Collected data
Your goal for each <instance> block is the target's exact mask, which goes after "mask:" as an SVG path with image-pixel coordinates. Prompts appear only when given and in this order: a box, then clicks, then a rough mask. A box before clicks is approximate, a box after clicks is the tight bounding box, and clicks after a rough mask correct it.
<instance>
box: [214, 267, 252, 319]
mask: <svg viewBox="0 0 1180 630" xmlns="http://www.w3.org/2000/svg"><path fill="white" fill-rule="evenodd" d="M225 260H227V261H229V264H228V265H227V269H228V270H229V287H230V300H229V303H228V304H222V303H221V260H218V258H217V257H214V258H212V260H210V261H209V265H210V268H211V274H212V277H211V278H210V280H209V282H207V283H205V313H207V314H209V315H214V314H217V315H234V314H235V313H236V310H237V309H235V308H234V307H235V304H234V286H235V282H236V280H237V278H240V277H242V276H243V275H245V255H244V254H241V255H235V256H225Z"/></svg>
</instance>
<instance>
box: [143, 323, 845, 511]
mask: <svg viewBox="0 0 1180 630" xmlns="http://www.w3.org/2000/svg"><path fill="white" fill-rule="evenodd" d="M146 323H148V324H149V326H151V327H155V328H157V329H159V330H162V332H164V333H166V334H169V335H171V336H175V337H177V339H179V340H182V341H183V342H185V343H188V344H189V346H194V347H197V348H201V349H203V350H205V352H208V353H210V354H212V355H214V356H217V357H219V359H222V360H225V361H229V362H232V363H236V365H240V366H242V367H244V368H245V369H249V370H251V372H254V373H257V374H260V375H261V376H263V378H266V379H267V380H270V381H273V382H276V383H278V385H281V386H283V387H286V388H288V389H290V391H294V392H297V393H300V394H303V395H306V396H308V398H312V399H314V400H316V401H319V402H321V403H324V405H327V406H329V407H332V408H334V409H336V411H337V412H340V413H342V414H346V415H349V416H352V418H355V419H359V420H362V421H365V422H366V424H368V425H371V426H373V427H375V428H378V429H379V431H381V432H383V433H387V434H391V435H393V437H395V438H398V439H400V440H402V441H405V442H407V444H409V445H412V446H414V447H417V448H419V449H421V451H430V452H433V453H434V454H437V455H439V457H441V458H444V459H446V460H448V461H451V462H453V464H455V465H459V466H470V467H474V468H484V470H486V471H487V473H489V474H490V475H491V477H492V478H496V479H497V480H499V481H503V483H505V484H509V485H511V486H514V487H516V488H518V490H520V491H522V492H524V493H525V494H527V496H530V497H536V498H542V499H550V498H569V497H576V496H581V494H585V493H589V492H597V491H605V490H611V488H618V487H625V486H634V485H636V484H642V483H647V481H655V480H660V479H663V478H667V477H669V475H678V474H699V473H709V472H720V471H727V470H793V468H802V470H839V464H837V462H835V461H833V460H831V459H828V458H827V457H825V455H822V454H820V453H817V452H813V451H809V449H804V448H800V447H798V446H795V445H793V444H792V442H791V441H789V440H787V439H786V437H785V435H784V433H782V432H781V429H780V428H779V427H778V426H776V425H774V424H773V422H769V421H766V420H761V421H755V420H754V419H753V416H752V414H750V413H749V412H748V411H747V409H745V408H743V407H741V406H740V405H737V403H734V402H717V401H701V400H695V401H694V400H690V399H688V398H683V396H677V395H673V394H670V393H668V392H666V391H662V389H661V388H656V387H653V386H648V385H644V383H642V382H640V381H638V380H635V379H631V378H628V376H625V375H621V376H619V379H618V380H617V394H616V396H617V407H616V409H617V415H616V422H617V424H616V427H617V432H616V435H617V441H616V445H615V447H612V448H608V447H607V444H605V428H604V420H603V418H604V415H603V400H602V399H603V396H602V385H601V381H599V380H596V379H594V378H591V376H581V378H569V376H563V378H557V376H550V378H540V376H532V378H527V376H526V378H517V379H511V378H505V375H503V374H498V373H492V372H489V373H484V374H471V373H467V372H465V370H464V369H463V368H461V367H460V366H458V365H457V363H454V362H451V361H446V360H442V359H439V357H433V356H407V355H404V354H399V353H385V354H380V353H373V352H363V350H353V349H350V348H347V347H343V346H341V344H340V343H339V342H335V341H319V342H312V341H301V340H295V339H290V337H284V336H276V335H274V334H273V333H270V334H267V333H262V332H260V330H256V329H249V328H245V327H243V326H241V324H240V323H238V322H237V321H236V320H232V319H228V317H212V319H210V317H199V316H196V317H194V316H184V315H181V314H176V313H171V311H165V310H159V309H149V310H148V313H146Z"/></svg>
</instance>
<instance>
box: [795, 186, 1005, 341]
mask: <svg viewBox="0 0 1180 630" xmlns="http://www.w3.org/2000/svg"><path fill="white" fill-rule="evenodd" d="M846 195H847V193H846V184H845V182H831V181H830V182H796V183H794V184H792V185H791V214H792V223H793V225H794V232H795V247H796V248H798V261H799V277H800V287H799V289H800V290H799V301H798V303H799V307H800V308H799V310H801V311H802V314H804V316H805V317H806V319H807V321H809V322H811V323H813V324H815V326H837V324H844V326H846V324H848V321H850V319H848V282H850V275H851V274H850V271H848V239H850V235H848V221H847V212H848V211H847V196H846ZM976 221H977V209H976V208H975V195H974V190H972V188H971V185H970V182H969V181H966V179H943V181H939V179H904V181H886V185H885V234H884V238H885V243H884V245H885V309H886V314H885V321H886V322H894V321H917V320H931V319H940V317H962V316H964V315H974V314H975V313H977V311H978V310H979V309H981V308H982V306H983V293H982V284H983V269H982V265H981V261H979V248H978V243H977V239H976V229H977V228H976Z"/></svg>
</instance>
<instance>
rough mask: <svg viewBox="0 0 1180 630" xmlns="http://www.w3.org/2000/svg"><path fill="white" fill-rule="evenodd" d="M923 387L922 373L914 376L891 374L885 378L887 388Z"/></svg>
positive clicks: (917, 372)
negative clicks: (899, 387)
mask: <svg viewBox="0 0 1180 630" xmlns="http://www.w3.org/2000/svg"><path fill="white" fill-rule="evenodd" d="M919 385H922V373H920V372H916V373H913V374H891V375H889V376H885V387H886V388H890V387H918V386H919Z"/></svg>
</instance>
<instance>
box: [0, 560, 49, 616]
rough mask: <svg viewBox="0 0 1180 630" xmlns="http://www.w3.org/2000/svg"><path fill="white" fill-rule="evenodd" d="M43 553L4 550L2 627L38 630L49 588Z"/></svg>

WORK TO BE COMPLETED: Nothing may be omitted; retype every record exactly.

WRITTEN SOLUTION:
Your goal for each <instance> block is the target's exact mask, which goes after "mask:" as an SVG path with image-pixel coordinates. Prompts appear only when given and in this order: a box, then clicks, then a rough mask. A box before clicks is approximate, a box after clicks is the tight bounding box, and clicks after a rough mask correct it.
<instance>
box: [214, 267, 252, 319]
mask: <svg viewBox="0 0 1180 630" xmlns="http://www.w3.org/2000/svg"><path fill="white" fill-rule="evenodd" d="M225 260H227V261H229V264H228V265H227V269H228V270H229V287H230V300H229V303H228V304H222V303H221V260H218V258H217V257H214V258H212V260H210V261H209V265H210V268H211V274H212V277H211V278H210V280H209V282H207V283H205V313H207V314H209V315H214V314H217V315H234V314H235V313H236V310H237V309H235V308H234V307H235V304H234V286H235V282H236V280H237V278H240V277H242V276H243V275H245V255H244V254H241V255H235V256H225Z"/></svg>
</instance>
<instance>
box: [143, 323, 845, 511]
mask: <svg viewBox="0 0 1180 630" xmlns="http://www.w3.org/2000/svg"><path fill="white" fill-rule="evenodd" d="M146 323H148V324H149V326H151V327H155V328H157V329H159V330H162V332H164V333H166V334H169V335H171V336H175V337H177V339H179V340H182V341H183V342H185V343H188V344H189V346H194V347H197V348H201V349H203V350H205V352H208V353H210V354H212V355H214V356H217V357H219V359H222V360H225V361H229V362H232V363H236V365H240V366H242V367H244V368H245V369H249V370H251V372H254V373H257V374H260V375H261V376H263V378H266V379H267V380H270V381H273V382H276V383H278V385H281V386H283V387H286V388H288V389H290V391H294V392H297V393H300V394H303V395H306V396H308V398H312V399H314V400H316V401H319V402H321V403H324V405H327V406H329V407H332V408H334V409H336V411H337V412H340V413H342V414H346V415H349V416H352V418H355V419H359V420H362V421H365V422H366V424H368V425H371V426H373V427H375V428H378V429H379V431H381V432H383V433H387V434H391V435H393V437H395V438H398V439H400V440H402V441H405V442H407V444H409V445H412V446H414V447H417V448H419V449H421V451H430V452H433V453H434V454H437V455H439V457H441V458H444V459H446V460H448V461H451V462H453V464H455V465H459V466H470V467H474V468H484V470H486V471H487V473H489V474H490V475H491V477H492V478H496V479H497V480H499V481H503V483H505V484H509V485H511V486H514V487H516V488H518V490H520V491H522V492H524V493H525V494H527V496H530V497H536V498H542V499H550V498H569V497H576V496H581V494H585V493H589V492H597V491H605V490H611V488H618V487H625V486H634V485H636V484H642V483H647V481H655V480H660V479H663V478H667V477H669V475H678V474H699V473H709V472H720V471H727V470H793V468H802V470H839V464H837V462H835V461H833V460H831V459H828V458H827V457H825V455H822V454H820V453H817V452H813V451H809V449H804V448H800V447H798V446H795V445H793V444H792V442H791V441H789V440H787V439H786V437H785V435H784V433H782V432H781V429H780V428H779V427H778V426H776V425H774V424H773V422H769V421H766V420H761V421H755V420H754V419H753V416H752V414H750V413H749V412H748V411H747V409H745V408H743V407H741V406H740V405H737V403H734V402H717V401H701V400H695V401H694V400H690V399H688V398H683V396H677V395H673V394H670V393H668V392H666V391H662V389H661V388H656V387H653V386H648V385H644V383H642V382H640V381H638V380H635V379H631V378H628V376H625V375H621V376H619V379H618V380H617V394H616V396H617V407H616V409H617V415H616V422H617V424H616V427H617V432H616V435H617V441H616V445H615V447H612V448H608V447H607V444H605V428H604V420H603V418H604V415H603V400H602V399H603V396H602V385H601V381H599V380H596V379H594V378H591V376H581V378H569V376H563V378H557V376H550V378H540V376H532V378H527V376H526V378H517V379H511V378H505V375H503V374H498V373H492V372H489V373H484V374H471V373H467V372H465V370H464V369H463V368H461V367H460V366H458V365H457V363H454V362H451V361H446V360H442V359H439V357H433V356H407V355H404V354H399V353H385V354H380V353H373V352H363V350H353V349H350V348H347V347H343V346H341V344H340V343H339V342H335V341H319V342H312V341H301V340H295V339H290V337H284V336H276V335H274V334H273V333H270V334H267V333H262V332H260V330H256V329H249V328H245V327H243V326H241V324H240V323H238V322H237V321H236V320H232V319H228V317H212V319H210V317H199V316H196V317H194V316H184V315H181V314H176V313H171V311H165V310H159V309H149V310H148V313H146Z"/></svg>
</instance>
<instance>
box: [795, 186, 1005, 341]
mask: <svg viewBox="0 0 1180 630" xmlns="http://www.w3.org/2000/svg"><path fill="white" fill-rule="evenodd" d="M846 195H847V193H846V184H845V182H831V181H830V182H796V183H794V184H792V185H791V214H792V223H793V225H794V232H795V247H796V248H798V261H799V277H800V287H799V289H800V290H799V301H798V303H799V307H800V308H799V310H801V311H802V314H804V316H805V317H806V319H807V321H809V322H811V323H813V324H815V326H837V324H844V326H846V324H848V321H850V319H848V282H850V275H851V274H850V271H848V239H850V235H848V221H847V212H848V211H847V196H846ZM976 221H977V209H976V208H975V195H974V190H972V188H971V185H970V182H969V181H966V179H943V181H939V179H904V181H886V185H885V234H884V238H885V243H884V245H885V309H886V314H885V321H886V322H894V321H917V320H931V319H940V317H962V316H964V315H974V314H975V313H977V311H978V310H979V309H981V308H982V306H983V293H982V284H983V269H982V265H981V261H979V248H978V243H977V239H976V229H977V228H976Z"/></svg>
</instance>
<instance>
rough mask: <svg viewBox="0 0 1180 630" xmlns="http://www.w3.org/2000/svg"><path fill="white" fill-rule="evenodd" d="M923 387L922 373L914 376L891 374L885 378L887 388Z"/></svg>
positive clicks: (917, 372)
negative clicks: (899, 387)
mask: <svg viewBox="0 0 1180 630" xmlns="http://www.w3.org/2000/svg"><path fill="white" fill-rule="evenodd" d="M919 385H922V373H920V372H916V373H913V374H891V375H889V376H885V387H886V388H890V387H918V386H919Z"/></svg>
</instance>
<instance>
box: [0, 560, 49, 616]
rough mask: <svg viewBox="0 0 1180 630" xmlns="http://www.w3.org/2000/svg"><path fill="white" fill-rule="evenodd" d="M43 553L4 550L2 627L38 630L49 588Z"/></svg>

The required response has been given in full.